Page extract >>
- Opening Delimiter -

Children with sickle cell disease are especially hard-hit by the H1N1 flu strain, causing more life-threatening complications than the seasonal flu, according to a study from Johns Hopkins Children's Center.
The study's findings, published online July 23 in an early edition of the journal Blood, should be heeded as a warning call by parents and pediatricians that children with sickle cell anemia are more likely to need emergency treatment and to be hospitalized if they contract the H1N1 flu.
While H1N1 flu in the general population turned out to be much less severe than feared at the start of the 2009 pandemic, children with sickle cell disease remain at greater risk for complications from it, as well as other strains of the flu. A 2009 Hopkins Children's study found that children with sickle cell disease are hospitalized with seasonal flu nearly 80 times more often than other children.
Lead investigator John Strouse, M.D., Ph.D., a hematologist at Hopkins Children's says the study underscores the importance of timely immunization against both the H1N1 and the seasonal flu strains, which this year will be given in a single vaccine.
The Hopkins team analyzed the records of 123 children with sickle cell disease treated for any kind of flu at Hopkins Children's between September 1993 and December 10, 2009. Of them, 29 were infected with the H1N1 virus, a new strain that emerged for the first time in April of 2009.
While both the seasonal flu and the H1N1 virus caused most of the typical flu symptoms — fever, cough and a runny nose — in most of the children, sickle cell patients infected with H1N1 were nearly three times more likely to develop acute chest syndrome, a leading cause of death among such patients, marked by inflammation of the lungs, reduced ability to absorb oxygen and shortness of breath.
H1N1-infected children also were more than five times more likely to end up in the intensive-care unit than those with the regular flu, and they were overall more likely to need a ventilator for breathing.
Named for the unusually sickle-shaped red blood cells caused by an inherited abnormality, sickle cell anemia affects nearly 100,000 Americans, most of them African-American. The cells' abnormal structure reduces their oxygen delivery to vital organs and causes them to get stuck in the blood vessels, leading to severe pain and so-called "sickling crises," which require hospitalization.
The CDC estimates that up to one-fifth of Americans get the flu each year, resulting in 200,000 hospitalizations and 36,000 deaths.

- Closing Delimiter -

Collected data entries
- Opening Delimiter -

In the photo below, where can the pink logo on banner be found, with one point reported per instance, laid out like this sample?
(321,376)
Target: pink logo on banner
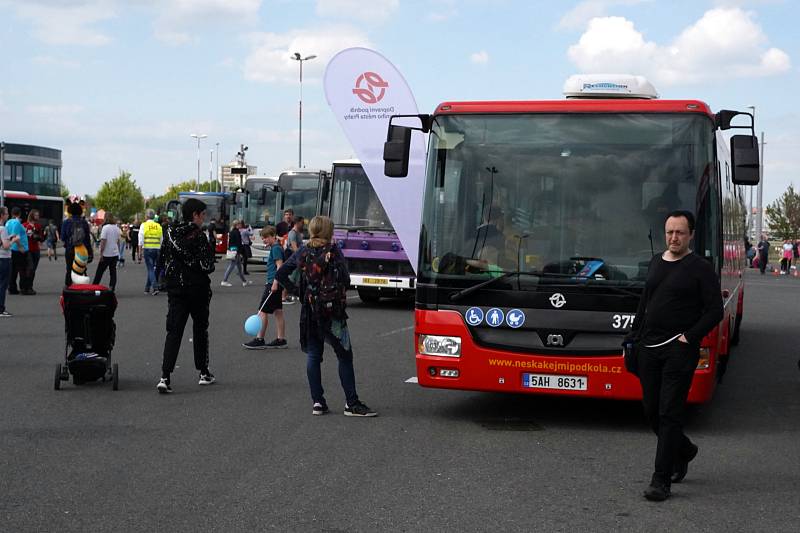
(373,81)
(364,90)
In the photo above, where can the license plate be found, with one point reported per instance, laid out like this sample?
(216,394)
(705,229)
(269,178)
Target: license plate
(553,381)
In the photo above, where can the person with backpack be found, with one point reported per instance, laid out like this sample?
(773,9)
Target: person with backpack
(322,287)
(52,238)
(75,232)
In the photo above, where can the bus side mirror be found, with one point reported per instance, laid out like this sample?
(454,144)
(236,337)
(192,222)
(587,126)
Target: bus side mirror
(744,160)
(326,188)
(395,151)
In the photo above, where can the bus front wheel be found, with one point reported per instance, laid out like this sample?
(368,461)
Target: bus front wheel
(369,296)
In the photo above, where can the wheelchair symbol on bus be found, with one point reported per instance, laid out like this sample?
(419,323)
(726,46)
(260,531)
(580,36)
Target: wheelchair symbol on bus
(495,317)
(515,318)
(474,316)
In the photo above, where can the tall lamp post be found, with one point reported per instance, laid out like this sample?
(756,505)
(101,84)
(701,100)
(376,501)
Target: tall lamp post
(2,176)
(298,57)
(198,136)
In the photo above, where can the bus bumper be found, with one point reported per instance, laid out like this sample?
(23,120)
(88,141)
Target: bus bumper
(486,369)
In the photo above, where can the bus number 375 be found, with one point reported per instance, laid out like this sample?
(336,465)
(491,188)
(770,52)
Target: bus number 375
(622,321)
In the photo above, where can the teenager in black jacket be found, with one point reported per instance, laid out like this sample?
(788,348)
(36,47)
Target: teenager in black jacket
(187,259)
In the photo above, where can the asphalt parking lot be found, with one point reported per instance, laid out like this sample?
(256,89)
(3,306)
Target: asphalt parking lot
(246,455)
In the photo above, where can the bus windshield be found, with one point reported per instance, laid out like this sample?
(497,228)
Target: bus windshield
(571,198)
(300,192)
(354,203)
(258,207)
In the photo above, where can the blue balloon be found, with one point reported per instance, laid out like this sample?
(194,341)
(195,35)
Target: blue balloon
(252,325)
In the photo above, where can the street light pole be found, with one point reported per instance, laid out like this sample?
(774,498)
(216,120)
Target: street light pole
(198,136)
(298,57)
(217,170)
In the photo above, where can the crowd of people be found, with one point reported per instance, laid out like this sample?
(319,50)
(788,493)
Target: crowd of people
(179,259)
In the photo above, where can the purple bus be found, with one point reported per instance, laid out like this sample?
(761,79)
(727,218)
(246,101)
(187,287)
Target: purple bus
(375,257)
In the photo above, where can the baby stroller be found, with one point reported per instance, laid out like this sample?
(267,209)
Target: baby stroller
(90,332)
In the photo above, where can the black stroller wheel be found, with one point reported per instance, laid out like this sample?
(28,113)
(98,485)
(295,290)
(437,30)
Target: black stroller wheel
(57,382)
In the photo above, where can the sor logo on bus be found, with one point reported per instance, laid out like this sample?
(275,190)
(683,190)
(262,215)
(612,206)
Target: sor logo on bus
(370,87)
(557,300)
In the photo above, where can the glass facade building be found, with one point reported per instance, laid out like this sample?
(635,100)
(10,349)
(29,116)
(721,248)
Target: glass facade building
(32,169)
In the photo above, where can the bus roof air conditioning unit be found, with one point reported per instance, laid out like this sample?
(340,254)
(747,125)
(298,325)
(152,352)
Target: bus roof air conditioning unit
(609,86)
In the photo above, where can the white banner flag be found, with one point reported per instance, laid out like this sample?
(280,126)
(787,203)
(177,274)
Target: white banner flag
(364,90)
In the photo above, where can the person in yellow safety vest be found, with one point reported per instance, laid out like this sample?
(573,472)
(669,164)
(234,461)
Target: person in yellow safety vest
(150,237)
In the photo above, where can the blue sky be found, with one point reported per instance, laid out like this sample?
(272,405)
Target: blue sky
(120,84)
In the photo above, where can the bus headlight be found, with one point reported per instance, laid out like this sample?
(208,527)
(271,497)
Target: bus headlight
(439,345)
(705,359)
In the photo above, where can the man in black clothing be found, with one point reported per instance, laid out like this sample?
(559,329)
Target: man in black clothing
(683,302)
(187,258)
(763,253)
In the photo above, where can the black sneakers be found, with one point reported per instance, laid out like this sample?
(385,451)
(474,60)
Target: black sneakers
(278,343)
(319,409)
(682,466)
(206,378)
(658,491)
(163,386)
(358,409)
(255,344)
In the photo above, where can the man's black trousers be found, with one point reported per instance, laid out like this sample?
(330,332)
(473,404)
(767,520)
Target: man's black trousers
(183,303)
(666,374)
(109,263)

- Closing Delimiter -
- Opening Delimiter -

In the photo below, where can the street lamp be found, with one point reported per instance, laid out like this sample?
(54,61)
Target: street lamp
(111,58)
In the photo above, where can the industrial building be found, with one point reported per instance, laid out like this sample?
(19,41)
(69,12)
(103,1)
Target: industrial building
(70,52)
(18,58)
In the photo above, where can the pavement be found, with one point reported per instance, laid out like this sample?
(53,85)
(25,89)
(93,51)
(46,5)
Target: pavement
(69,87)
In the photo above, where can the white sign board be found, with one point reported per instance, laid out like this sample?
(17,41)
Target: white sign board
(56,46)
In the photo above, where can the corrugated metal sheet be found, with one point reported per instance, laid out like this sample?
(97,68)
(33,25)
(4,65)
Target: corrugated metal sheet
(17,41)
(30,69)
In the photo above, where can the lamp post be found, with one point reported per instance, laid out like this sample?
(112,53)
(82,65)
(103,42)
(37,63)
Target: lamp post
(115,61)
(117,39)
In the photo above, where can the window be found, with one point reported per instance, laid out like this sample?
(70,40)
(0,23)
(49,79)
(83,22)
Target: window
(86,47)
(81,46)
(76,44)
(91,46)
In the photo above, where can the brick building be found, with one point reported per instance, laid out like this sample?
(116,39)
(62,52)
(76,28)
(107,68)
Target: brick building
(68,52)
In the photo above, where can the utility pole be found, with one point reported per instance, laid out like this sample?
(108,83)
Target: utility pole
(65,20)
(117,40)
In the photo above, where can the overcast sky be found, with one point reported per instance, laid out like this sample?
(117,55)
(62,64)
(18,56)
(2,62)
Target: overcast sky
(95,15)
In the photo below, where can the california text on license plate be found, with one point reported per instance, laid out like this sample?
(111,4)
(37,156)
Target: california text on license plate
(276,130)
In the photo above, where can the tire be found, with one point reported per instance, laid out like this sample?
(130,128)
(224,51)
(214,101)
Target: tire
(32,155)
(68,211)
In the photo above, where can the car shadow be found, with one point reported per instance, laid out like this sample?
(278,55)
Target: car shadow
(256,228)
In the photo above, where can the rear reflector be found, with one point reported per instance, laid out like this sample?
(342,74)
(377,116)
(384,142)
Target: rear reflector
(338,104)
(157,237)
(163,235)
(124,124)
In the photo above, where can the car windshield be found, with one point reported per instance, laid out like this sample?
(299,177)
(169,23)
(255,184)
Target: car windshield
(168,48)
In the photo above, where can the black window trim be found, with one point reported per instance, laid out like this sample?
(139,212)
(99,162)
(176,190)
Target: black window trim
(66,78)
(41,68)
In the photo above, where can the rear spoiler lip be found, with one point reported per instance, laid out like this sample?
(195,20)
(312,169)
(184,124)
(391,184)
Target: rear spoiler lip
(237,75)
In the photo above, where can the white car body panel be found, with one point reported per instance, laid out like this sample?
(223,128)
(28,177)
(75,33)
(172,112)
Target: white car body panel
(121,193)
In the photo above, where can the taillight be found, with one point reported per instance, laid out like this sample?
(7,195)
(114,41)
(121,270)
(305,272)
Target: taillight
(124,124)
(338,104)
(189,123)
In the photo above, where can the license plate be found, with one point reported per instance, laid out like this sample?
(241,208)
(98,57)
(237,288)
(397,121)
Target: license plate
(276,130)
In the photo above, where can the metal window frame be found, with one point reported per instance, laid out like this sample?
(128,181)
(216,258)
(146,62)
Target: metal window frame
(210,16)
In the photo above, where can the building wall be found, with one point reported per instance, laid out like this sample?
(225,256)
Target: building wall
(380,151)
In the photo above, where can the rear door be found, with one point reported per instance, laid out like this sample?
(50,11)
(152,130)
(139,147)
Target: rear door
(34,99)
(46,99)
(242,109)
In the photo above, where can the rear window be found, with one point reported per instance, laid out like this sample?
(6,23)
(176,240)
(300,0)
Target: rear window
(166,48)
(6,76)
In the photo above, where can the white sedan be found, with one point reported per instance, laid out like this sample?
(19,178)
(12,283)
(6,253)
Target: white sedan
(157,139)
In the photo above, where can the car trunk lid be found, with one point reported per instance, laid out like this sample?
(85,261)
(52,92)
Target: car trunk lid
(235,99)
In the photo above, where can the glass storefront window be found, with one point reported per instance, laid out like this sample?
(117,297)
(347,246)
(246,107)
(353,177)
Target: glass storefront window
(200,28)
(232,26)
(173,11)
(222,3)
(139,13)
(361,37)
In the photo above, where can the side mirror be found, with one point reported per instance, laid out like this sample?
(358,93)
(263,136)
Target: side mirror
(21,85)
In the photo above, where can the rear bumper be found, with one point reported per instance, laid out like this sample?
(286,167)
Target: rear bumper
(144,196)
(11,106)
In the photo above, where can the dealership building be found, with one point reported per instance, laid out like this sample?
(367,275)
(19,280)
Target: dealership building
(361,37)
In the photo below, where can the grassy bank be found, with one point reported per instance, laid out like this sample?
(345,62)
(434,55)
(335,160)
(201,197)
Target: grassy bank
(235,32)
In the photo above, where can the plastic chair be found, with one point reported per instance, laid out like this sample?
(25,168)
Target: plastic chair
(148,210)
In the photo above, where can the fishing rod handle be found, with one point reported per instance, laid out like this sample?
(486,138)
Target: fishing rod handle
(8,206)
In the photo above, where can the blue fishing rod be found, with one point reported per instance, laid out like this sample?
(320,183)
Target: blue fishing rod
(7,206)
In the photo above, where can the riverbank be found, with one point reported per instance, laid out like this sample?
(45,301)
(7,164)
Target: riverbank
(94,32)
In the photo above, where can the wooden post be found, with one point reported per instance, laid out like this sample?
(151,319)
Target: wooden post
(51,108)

- Closing Delimiter -

Answer these questions from the article on sickle cell disease and H1N1 flu:
1. In which journal were the study's findings published?
2. How many children's records did the Hopkins team analyze?
3. About how many Americans does sickle cell anemia affect?
These rows have no connection to the article on sickle cell disease and H1N1 flu.

Task answer >>
1. Blood
2. 123
3. Nearly 100,000